[Dataset records]

────────────────────────────────────────

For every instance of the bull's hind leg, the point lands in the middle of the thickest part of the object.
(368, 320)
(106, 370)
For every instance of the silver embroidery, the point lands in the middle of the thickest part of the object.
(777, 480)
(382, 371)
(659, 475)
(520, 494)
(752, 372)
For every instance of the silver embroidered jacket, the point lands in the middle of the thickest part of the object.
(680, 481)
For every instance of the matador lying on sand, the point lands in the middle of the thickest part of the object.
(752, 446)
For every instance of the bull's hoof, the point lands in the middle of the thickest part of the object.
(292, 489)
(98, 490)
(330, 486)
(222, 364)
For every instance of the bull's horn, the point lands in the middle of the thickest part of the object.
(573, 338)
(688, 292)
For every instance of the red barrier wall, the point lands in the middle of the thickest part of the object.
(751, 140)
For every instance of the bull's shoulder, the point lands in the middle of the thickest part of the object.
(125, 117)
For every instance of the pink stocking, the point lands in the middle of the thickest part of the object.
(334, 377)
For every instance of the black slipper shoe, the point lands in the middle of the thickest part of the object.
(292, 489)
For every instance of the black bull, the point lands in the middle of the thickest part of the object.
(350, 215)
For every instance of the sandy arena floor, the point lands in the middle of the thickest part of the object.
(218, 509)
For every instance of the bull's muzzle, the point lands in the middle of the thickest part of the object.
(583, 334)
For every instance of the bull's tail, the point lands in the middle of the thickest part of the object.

────────────────────────────────────────

A faithful copy of the lines from the line containing "For every instance of the bull's muzzle, the" to the end of the data should be set down, both ends included, and nothing more.

_Result of this exercise_
For every instance of the bull's muzzle, the point lands in the middle of the thickest part of the object.
(583, 334)
For every instance of the bull's tail, the point lands in the middle of the thickest part of the object.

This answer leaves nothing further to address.